Written exercise 1 -
Restate word for word everything from "In his final months" down to "the new capital." in the passage about Washington and the Federal City.

Source -
————

During his last months as president Washington also sought to resolve as many disputes as possible regarding building locations and construction in the Federal City. The December 1800 deadline constantly loomed before him, as did the realization that his successor would come into office without the accumulated knowledge that he now had about the capital. A national university had for several years been one of Washington’s dream projects for the city. In a January 28, 1795 letter to the commissioners, he granted his fifty shares of Potomac River Company stock toward the endowment of such an institution in Washington, DC, and he and the commissioners agreed that an ideal site for the university would be near Georgetown on Peter’s Hill. In November 1796 the commissioners prepared a memorial for the president to present to Congress regarding the university, and in his final address to Congress in December he called for legislation to establish a school in the new capital and declared “how much a flourishing state of the arts and sciences contributes to national prosperity and reputation.” Madison presented the commissioners’ memorial to Congress but in the end it postponed consideration of the measure and the president’s hobbyhorse quietly died in that body (Annals of Congress, 4th Congress, 2d session, 1600-01; Arnebeck 1991,411).
In his final months of correspondence with the commissioners, Washington spent an inordinate amount of time explaining the reasons why construction of the Capitol building should take precedence over all other building projects in the Federal City. This was an area where the president and the commissioners disagreed; while the commissioners could physically see what work needed to be done in the city, Washington heard grumbles from those in Philadelphia about what should have priority in the new capital.

————

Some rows
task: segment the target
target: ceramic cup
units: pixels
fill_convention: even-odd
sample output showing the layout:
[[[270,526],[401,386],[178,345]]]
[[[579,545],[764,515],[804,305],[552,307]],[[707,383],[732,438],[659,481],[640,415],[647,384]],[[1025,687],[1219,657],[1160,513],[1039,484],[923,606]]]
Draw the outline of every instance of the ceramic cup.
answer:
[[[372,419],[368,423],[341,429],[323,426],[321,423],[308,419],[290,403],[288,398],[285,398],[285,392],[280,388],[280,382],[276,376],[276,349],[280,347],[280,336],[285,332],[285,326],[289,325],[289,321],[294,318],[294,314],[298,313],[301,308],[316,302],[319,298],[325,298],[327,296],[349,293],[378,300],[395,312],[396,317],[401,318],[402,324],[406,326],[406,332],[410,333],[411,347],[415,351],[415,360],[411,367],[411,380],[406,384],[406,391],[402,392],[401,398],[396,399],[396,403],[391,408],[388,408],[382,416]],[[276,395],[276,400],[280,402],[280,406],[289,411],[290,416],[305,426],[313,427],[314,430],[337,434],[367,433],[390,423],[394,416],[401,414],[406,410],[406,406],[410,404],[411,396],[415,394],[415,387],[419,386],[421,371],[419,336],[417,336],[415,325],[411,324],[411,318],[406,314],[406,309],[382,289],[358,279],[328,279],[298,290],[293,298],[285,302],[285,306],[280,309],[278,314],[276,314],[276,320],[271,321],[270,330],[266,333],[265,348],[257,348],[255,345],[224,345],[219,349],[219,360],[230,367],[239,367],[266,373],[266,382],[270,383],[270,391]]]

————

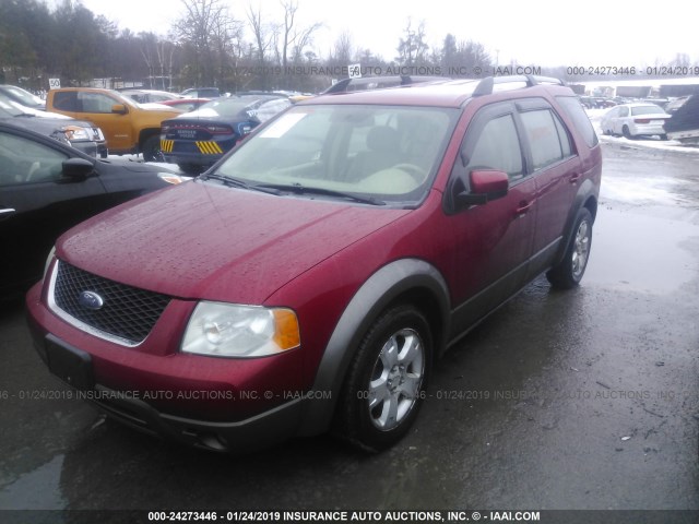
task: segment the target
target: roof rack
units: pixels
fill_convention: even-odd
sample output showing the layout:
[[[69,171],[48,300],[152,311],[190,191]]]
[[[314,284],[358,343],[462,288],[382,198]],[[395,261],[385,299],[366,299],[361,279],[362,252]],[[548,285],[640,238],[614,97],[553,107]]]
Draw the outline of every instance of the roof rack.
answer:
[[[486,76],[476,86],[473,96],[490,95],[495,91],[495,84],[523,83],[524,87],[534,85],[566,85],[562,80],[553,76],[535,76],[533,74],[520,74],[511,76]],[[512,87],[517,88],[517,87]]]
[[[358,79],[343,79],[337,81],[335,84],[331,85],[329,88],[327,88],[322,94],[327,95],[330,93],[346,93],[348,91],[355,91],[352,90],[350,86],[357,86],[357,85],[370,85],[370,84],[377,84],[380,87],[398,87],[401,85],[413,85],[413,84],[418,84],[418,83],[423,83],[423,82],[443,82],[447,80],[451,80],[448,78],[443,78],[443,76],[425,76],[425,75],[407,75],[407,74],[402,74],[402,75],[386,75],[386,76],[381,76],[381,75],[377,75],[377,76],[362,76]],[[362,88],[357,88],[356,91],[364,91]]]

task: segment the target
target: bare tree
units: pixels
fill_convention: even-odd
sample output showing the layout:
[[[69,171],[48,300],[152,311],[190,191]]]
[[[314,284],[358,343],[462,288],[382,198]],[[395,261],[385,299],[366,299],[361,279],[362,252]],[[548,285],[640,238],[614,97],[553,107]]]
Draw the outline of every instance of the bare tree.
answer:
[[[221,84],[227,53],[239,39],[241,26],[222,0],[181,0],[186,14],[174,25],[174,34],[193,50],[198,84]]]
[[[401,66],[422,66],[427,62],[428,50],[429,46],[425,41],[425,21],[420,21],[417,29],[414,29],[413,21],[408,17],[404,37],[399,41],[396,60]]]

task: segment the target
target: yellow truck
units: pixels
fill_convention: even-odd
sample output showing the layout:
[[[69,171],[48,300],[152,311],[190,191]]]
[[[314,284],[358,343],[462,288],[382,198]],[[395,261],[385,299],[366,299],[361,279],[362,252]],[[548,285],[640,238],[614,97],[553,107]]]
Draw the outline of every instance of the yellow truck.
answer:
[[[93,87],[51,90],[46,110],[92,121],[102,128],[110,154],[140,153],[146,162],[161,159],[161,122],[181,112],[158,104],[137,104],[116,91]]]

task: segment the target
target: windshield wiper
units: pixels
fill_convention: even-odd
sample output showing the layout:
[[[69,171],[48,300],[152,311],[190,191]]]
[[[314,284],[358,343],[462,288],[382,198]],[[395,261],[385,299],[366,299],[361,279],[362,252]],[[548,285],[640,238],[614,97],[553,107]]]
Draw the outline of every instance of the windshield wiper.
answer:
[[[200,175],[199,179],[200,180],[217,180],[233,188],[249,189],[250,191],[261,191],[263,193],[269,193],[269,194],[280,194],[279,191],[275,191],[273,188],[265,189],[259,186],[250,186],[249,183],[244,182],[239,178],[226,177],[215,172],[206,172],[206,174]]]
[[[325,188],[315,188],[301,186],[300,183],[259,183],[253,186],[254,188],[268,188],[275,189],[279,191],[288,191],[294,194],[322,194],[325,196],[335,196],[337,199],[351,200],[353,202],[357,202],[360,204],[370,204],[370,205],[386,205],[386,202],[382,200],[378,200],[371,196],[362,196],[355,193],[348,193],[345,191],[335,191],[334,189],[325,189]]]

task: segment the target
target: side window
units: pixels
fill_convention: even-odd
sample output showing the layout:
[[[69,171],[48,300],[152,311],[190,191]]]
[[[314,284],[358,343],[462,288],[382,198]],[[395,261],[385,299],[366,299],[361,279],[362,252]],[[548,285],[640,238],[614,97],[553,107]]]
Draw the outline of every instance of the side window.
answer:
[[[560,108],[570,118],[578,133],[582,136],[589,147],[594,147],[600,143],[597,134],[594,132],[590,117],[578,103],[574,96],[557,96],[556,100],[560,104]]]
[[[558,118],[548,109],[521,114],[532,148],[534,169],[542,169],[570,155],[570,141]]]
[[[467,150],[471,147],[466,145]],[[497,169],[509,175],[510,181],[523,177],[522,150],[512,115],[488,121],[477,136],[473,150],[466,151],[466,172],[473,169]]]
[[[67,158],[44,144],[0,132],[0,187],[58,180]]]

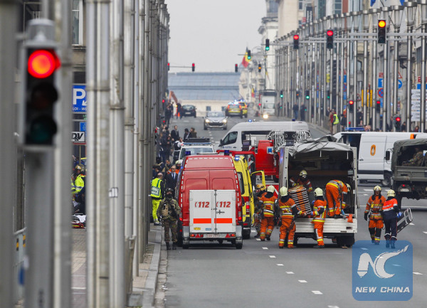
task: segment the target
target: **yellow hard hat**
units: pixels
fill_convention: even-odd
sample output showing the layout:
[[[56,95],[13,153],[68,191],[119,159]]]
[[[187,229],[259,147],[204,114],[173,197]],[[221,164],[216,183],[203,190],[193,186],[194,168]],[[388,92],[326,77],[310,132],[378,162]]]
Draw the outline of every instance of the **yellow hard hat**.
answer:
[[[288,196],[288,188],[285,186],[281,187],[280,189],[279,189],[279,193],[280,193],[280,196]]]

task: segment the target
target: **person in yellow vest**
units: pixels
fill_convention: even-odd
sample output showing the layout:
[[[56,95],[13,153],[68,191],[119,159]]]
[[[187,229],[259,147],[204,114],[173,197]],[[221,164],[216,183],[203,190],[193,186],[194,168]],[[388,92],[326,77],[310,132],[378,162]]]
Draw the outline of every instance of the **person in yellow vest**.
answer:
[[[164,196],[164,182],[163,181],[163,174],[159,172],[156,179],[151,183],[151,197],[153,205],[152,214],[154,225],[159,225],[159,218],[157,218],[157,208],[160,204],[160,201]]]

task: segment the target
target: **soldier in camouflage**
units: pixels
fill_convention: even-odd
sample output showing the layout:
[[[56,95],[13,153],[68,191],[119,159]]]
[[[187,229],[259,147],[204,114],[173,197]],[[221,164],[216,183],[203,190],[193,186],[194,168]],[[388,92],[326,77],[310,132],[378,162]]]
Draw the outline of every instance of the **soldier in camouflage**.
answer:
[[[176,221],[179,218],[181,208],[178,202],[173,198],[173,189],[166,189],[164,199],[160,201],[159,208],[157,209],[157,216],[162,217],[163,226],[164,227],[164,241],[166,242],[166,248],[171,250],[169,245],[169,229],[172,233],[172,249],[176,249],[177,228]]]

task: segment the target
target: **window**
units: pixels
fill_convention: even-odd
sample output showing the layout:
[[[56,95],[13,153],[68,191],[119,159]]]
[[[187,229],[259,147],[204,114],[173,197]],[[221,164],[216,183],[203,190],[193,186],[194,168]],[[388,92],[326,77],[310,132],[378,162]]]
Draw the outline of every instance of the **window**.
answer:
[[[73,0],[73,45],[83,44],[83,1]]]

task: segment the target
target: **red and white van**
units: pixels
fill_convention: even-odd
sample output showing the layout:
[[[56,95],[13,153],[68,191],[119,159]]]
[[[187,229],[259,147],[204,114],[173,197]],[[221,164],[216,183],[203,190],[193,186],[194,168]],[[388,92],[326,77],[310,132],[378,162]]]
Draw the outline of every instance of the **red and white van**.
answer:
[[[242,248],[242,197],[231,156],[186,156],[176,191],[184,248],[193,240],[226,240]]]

————

Written exercise 2 -
Collect every row that contains the word "bare", copying each one in full.

Full output 1 -
In his final months of correspondence with the commissioners, Washington spent an inordinate amount of time explaining the reasons why construction of the Capitol building should take precedence over all other building projects in the Federal City. This was an area where the president and the commissioners disagreed; while the commissioners could physically see what work needed to be done in the city, Washington heard grumbles from those in Philadelphia about what should have priority in the new capital.

Full output 2 -
target: bare tree
Draw the outline of every instance of the bare tree.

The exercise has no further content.